ACTIONS TO TAKE
**a.** In the essay on Thanksgiving, in what year did the pilgrims aboard the Mayflower arrive?
**b.** For each statement, answer yes or no according to the essay on Thanksgiving, and quote the words that decide it. (i) The first officially declared Thanksgiving came after the massacre of the Pequot Tribe. (ii) Christopher Columbus mistook the land he reached for South America. (iii) The author says the limited perspective from childhood is now gone.

SOURCE EXTRACT

......

On understanding Thanksgiving

by Katy St. John

Thanksgiving has not always been the way we know it (photo courtesy of OfficeHolidays.com).

In a world where many Americans have been taught one side of history, it is very valuable and important that we expand our knowledge on how we got where we are today. Looking back into early elementary school, I remember learning about Thanksgiving. I was taught about how the settlers came here and worked with the Native Americans, or “Indians”, and learned from them. Then on Thanksgiving Day, they all got together and ate with unity and celebrated with thanks. Our teachers dressed us up as pilgrims and Native Americans while we tried different foods and learned how to milk cows. There are many problematic things that we can touch on here, but for now I will be focusing on the real story. We must dig deeper.

The usage of the word “Indian” began with Christopher Columbus in the late 1400’s when he arrived in North America but mistook the land for South Asia. The use of the word is not only incorrect but offensive due to the pain that was caused by colonizers such as Columbus. That being said, it is best to use terms such as “Indigenous” or “Native American.” Yes, the pilgrims aboard the Mayflower arrived in the year 1620. Yes, they did curate a relationship of sorts with the Wampanoag tribe, but the first Thanksgiving and what it looked like is debated by many. We see evidence that the first officially declared Thanksgiving was in 1637 after the massacre of the Pequot Tribe where over 700 Native people were killed by the colonists. This doesn’t even bring into account that the pilgrims brought an onslaught of diseases that killed thousands of their own, and the Native peoples, as well. Even if they had a relationship with the Wampanoag tribe, they still stole their land and massacred their people.

These may seem like aggressive points I am taking here, but the reality is that history is helpful to us and teaches us. As we step into the holiday season and Thanksgiving, it would be good to do more research and to tell your family about the origins of this day. I know that I grew up with a limited perspective and still even now have one. There is so much more work for me to do to learn about this day’s history and so many more. To remember and acknowledge how we got here helps us do better in the future.

......

DATASET
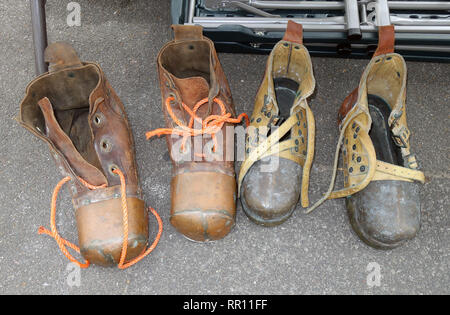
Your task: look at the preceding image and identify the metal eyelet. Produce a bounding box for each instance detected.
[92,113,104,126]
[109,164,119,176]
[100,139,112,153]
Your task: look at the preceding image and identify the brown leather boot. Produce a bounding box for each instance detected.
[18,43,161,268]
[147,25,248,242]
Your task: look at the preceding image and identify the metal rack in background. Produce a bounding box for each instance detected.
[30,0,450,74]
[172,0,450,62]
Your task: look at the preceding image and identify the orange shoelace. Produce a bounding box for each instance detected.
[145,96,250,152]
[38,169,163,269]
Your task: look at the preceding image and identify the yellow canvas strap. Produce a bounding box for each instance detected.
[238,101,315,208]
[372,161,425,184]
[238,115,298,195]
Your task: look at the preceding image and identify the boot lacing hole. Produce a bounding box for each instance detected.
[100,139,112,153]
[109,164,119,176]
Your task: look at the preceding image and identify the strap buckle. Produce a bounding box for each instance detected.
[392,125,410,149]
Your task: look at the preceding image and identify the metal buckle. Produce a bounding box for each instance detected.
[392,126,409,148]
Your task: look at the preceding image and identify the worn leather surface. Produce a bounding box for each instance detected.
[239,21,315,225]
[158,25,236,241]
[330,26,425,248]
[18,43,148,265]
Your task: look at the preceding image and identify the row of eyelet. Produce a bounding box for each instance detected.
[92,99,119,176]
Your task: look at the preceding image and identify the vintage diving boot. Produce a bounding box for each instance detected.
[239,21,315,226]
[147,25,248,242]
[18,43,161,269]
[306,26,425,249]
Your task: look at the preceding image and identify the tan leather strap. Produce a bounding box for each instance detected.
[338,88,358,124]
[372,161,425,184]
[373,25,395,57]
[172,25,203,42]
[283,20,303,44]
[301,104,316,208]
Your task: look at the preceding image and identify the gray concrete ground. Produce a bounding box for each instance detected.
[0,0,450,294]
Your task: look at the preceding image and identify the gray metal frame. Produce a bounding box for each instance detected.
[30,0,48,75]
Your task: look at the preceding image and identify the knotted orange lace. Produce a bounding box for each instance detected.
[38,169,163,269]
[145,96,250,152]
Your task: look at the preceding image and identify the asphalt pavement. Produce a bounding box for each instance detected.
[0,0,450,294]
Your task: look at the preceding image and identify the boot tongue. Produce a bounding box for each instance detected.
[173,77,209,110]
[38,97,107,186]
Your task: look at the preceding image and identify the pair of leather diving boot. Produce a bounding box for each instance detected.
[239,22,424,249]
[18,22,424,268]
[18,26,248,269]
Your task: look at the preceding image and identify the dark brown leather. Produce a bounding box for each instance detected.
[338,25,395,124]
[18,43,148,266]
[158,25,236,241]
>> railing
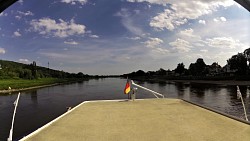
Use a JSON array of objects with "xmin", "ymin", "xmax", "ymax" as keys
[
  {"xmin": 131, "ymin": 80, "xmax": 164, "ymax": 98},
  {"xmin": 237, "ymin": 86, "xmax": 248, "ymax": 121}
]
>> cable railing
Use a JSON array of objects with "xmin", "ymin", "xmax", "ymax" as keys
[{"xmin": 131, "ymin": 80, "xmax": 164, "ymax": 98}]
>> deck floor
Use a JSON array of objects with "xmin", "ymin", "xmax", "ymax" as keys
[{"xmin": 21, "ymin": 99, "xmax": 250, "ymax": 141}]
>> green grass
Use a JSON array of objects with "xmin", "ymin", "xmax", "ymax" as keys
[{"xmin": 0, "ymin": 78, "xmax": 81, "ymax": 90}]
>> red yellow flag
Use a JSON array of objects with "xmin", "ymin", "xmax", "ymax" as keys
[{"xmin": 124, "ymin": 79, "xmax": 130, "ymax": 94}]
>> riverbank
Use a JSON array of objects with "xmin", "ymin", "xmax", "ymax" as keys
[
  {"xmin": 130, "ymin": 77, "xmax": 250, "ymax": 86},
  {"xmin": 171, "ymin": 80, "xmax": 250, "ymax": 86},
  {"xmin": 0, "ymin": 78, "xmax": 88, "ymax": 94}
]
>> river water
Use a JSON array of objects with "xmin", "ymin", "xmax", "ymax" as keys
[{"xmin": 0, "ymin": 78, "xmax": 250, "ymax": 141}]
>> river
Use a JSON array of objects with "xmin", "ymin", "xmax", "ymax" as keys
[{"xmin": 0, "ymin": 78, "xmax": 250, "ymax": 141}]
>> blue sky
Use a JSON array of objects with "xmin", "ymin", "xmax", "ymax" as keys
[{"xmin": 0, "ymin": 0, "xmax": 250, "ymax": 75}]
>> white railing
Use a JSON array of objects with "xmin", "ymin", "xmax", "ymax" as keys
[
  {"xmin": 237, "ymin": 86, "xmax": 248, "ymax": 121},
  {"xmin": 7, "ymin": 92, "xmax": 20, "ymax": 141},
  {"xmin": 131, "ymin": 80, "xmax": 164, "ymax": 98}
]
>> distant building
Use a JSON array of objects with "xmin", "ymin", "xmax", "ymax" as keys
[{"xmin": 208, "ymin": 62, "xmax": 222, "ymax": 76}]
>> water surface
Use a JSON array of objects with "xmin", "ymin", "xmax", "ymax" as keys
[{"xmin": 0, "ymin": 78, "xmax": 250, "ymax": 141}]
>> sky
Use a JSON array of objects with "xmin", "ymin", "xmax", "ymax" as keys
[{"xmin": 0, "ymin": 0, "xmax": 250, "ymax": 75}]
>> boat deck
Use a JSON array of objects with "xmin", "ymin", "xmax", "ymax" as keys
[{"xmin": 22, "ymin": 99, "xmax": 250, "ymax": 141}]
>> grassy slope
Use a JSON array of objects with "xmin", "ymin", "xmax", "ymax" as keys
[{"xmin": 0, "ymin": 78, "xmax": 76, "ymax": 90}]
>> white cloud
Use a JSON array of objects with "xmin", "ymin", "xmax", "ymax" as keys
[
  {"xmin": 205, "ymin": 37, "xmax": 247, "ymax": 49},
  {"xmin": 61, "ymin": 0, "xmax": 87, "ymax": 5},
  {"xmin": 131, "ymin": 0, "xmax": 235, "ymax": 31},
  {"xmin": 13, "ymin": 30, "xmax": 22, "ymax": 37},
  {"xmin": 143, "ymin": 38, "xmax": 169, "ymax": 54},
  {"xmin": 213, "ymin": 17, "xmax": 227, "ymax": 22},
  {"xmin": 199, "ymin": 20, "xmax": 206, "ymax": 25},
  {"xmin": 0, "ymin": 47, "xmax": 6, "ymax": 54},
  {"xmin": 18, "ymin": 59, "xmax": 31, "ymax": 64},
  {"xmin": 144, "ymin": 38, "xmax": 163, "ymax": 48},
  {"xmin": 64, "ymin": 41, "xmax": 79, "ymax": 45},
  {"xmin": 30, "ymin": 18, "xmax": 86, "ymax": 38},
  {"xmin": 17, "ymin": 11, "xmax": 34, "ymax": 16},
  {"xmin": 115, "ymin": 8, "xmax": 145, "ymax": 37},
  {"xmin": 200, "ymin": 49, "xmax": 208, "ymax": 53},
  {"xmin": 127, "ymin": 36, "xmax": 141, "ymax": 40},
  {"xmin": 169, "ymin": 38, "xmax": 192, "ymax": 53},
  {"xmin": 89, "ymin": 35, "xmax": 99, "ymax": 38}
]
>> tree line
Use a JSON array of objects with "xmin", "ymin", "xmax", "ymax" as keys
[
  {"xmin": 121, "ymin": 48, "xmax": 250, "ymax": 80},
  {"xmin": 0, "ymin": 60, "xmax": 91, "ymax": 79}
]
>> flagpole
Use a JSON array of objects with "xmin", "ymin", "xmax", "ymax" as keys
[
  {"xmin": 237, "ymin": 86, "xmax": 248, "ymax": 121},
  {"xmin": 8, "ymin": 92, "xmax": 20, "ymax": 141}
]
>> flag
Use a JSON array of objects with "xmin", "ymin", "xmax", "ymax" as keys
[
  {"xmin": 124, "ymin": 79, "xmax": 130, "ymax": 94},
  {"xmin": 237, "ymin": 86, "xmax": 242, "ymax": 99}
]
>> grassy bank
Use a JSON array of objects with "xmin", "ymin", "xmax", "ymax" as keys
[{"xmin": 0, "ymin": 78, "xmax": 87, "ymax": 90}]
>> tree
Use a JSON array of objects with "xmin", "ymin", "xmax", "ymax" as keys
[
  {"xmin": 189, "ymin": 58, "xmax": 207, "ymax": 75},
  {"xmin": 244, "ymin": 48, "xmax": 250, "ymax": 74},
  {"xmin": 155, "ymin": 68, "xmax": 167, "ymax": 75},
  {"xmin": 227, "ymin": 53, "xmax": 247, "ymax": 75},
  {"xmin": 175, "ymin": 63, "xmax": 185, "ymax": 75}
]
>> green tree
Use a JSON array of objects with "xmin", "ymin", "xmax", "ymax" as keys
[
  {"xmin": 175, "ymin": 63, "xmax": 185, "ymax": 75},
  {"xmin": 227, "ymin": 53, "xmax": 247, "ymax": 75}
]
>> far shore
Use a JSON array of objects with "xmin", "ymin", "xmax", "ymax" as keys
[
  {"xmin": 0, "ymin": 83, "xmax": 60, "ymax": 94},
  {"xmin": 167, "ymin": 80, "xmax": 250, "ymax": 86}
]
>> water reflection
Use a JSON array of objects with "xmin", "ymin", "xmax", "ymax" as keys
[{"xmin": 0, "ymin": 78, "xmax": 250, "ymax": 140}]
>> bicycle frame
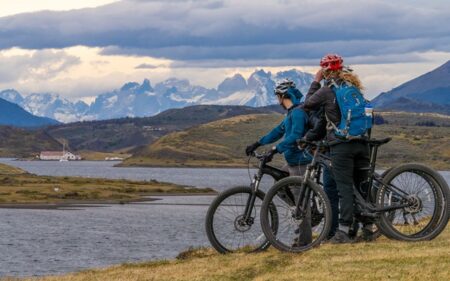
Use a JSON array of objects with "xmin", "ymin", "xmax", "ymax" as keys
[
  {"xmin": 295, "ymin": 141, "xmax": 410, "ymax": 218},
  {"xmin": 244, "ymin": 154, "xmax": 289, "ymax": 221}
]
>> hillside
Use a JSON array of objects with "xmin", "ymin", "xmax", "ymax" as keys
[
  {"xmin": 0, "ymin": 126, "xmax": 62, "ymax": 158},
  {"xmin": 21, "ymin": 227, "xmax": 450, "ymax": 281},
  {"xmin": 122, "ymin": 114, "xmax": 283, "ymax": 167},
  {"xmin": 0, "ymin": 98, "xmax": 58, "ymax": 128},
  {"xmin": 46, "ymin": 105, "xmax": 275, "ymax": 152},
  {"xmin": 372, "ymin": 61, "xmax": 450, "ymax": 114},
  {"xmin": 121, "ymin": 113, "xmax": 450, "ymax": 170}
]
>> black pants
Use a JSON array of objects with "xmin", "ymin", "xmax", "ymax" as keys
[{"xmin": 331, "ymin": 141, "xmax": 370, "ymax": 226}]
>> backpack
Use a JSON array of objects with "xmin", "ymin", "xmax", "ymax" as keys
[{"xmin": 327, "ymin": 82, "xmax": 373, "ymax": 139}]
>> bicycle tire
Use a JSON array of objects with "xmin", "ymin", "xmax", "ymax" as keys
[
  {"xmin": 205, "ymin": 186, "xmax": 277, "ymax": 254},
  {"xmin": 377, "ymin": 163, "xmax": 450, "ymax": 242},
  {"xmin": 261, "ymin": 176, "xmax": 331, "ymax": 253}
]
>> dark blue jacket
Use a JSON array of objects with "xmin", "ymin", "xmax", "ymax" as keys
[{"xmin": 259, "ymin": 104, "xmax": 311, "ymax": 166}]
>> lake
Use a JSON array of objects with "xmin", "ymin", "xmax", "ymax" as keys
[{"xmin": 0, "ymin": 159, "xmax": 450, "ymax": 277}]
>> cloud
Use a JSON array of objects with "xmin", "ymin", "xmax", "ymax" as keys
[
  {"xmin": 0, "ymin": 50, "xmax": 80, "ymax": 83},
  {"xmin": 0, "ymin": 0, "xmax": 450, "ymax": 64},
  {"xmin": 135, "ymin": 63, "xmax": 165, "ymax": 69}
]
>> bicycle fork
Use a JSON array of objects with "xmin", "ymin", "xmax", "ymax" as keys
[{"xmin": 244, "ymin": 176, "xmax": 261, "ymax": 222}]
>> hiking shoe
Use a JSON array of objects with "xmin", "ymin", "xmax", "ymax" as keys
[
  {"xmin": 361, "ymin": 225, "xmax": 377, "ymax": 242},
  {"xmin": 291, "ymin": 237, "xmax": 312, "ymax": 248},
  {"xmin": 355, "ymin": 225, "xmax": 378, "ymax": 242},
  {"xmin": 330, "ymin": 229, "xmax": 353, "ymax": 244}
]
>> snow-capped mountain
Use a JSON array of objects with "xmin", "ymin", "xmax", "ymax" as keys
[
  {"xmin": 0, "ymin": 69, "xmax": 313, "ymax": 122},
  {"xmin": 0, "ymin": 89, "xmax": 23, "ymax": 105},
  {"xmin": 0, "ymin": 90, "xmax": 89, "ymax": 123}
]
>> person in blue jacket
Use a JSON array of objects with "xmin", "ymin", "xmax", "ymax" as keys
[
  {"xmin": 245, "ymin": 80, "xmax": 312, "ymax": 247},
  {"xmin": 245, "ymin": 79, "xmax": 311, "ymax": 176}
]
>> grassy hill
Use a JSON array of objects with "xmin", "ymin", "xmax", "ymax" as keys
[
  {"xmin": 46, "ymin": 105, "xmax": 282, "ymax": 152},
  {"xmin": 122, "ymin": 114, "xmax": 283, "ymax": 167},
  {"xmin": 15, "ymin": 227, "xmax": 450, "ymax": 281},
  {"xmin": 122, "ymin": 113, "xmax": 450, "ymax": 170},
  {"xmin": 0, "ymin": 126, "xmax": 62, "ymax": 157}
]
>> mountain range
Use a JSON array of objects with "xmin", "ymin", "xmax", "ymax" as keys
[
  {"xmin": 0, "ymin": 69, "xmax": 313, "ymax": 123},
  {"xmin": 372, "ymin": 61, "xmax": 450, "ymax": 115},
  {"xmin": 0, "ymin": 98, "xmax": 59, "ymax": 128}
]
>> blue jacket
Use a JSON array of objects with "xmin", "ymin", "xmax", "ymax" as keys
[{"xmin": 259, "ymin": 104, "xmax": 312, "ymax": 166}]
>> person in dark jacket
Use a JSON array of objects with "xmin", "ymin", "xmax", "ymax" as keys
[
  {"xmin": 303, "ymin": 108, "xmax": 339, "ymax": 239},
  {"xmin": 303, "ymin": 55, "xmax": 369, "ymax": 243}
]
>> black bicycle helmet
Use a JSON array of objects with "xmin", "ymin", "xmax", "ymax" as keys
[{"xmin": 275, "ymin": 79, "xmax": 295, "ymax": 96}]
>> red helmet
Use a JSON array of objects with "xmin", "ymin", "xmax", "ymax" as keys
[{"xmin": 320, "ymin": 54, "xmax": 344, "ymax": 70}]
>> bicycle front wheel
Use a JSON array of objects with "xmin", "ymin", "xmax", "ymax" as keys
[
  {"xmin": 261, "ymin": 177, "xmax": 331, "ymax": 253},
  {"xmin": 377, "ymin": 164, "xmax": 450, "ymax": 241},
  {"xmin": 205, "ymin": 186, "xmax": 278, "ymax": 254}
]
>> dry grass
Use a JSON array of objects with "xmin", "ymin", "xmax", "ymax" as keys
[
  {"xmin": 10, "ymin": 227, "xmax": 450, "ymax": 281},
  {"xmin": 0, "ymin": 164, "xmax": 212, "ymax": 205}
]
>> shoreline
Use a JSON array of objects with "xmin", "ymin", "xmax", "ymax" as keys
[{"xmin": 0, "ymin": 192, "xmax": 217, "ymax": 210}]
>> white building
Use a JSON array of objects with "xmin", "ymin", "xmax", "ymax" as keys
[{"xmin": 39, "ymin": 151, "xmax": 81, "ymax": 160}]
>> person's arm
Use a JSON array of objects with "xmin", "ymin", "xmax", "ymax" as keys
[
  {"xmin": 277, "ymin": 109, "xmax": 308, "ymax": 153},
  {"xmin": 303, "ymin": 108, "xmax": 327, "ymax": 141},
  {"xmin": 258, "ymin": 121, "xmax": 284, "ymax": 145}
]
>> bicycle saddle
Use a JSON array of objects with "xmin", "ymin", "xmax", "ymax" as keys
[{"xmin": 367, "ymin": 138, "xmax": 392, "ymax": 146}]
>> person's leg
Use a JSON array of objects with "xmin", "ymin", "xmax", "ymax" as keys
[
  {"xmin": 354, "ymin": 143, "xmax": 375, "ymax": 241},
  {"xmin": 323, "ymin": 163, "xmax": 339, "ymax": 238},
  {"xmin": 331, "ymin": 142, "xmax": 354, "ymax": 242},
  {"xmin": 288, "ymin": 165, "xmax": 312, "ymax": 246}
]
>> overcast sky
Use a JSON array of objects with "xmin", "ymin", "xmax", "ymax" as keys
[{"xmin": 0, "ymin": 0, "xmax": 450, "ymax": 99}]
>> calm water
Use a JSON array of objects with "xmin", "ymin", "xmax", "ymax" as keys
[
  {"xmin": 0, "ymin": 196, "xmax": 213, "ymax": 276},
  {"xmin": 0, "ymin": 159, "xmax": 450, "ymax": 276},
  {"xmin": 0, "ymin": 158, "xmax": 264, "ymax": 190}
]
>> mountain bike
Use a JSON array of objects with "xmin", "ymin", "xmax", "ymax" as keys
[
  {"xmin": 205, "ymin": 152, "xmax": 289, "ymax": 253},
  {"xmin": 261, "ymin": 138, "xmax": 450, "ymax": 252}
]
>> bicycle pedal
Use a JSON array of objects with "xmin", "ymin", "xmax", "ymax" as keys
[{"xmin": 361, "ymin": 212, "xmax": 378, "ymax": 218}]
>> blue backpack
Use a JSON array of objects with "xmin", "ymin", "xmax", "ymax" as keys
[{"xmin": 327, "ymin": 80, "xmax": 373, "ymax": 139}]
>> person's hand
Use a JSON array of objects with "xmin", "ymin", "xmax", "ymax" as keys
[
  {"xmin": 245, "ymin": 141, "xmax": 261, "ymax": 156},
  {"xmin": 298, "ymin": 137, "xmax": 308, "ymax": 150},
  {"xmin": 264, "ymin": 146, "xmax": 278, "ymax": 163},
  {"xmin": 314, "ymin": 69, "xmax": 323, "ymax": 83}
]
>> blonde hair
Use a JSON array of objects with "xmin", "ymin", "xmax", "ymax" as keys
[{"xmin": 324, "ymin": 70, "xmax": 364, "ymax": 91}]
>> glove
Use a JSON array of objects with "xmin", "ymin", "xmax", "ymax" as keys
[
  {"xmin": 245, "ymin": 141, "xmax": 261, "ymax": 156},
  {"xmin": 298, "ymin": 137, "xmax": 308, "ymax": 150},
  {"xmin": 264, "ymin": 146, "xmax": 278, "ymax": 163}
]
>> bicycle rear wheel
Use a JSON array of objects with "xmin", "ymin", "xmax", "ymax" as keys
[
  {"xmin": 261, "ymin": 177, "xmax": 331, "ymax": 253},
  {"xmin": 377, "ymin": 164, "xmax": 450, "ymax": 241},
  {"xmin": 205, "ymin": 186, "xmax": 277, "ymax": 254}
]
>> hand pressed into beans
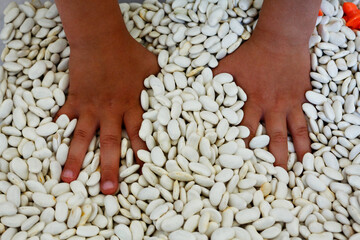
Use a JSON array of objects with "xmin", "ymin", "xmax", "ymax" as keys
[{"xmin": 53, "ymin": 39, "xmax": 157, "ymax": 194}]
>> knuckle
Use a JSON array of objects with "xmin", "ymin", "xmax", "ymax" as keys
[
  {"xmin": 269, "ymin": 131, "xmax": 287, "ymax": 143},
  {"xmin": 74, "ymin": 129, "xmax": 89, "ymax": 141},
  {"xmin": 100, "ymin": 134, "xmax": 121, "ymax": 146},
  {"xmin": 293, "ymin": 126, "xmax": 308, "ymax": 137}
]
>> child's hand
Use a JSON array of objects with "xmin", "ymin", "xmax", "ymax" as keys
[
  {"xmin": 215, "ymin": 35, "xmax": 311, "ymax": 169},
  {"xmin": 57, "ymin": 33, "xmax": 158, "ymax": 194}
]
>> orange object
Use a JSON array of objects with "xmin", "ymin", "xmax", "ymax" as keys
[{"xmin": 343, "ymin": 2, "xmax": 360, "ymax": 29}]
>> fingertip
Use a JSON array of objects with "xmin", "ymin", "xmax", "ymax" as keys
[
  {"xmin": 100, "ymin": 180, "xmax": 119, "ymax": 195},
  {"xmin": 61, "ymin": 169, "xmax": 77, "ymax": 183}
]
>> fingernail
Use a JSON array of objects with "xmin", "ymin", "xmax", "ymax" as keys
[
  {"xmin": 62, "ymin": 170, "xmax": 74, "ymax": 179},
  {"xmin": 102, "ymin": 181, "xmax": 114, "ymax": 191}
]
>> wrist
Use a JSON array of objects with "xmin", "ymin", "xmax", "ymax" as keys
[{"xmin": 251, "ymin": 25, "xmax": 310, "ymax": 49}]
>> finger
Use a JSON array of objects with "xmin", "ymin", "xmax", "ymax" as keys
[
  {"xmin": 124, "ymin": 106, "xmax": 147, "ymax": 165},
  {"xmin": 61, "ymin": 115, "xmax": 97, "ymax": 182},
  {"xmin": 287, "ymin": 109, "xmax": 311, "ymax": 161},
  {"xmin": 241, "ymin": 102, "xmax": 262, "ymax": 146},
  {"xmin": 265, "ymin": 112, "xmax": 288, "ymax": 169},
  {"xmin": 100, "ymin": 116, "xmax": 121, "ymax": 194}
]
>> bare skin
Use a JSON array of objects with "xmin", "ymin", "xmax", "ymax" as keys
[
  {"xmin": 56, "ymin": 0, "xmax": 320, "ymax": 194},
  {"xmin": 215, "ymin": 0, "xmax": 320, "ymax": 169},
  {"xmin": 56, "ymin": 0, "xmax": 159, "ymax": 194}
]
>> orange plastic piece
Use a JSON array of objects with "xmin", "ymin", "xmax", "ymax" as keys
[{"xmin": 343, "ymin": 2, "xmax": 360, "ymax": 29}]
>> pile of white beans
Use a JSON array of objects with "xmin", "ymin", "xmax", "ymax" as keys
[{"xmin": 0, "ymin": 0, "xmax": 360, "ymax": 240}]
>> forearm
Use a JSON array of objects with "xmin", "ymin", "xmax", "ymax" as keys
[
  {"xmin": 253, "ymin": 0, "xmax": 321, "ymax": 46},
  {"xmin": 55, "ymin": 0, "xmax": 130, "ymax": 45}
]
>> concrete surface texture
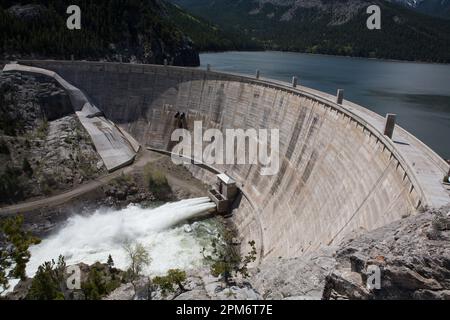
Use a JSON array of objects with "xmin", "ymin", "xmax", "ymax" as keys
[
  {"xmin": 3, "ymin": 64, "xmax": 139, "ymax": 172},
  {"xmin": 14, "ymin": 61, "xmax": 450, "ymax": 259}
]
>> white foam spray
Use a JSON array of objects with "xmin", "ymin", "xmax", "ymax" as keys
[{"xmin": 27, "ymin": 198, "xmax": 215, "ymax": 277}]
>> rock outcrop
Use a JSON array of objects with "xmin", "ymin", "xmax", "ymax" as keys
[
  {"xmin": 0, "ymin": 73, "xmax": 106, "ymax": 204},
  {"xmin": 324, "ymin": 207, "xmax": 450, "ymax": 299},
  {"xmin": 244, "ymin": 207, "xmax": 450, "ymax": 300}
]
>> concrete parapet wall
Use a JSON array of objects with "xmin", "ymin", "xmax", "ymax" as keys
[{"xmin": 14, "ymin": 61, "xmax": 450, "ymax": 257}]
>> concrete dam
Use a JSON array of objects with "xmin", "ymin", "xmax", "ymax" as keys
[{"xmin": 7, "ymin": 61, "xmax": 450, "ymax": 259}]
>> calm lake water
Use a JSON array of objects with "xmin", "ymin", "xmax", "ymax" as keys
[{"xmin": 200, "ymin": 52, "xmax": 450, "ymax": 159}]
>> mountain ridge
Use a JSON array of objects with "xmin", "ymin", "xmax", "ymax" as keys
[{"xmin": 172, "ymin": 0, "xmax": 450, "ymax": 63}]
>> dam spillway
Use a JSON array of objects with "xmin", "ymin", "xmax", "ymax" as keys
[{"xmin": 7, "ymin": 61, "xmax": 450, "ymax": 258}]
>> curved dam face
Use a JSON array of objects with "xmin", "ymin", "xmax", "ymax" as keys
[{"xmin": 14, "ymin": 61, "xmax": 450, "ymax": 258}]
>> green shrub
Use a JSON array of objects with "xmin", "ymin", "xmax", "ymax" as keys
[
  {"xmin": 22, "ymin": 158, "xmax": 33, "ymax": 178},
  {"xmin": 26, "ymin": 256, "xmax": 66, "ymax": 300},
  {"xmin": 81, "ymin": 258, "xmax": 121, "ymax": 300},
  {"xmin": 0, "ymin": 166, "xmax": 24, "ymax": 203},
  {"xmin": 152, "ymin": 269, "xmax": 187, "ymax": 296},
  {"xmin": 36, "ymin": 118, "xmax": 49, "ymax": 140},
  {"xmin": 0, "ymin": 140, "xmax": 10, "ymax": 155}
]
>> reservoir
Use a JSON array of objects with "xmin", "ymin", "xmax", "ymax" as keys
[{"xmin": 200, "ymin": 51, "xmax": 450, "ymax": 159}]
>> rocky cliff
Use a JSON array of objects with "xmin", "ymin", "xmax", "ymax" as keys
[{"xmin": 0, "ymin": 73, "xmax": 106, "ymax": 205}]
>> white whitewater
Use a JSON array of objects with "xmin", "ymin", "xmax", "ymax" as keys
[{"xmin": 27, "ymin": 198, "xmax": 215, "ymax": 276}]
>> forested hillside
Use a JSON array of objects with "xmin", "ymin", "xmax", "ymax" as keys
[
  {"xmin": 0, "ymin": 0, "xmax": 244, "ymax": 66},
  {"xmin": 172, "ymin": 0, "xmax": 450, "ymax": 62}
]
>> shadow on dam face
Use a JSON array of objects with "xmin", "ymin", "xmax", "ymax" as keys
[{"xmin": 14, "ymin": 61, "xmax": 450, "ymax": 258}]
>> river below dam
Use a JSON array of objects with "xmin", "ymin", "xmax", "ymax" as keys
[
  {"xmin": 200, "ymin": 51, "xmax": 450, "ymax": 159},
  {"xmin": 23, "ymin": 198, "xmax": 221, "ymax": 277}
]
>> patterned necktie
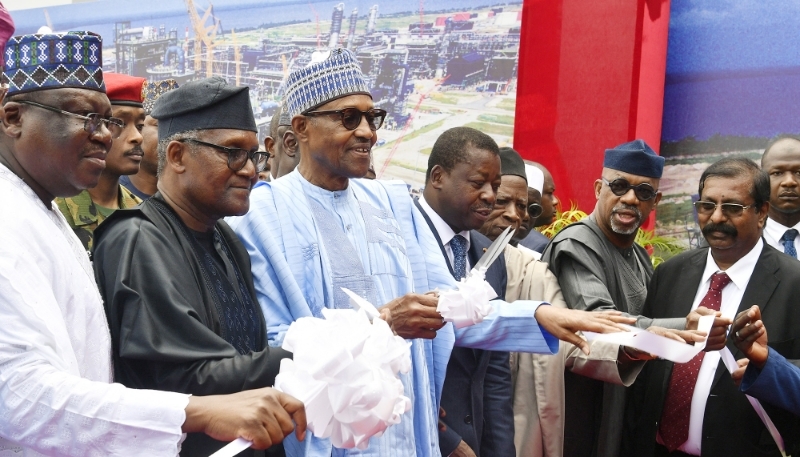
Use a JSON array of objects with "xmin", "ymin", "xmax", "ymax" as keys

......

ANSWERS PER TASK
**a.** 1620

**b.**
(i) Yes: "the first officially declared Thanksgiving was in 1637 after the massacre of the Pequot Tribe"
(ii) No: "mistook the land for South Asia"
(iii) No: "I grew up with a limited perspective and still even now have one"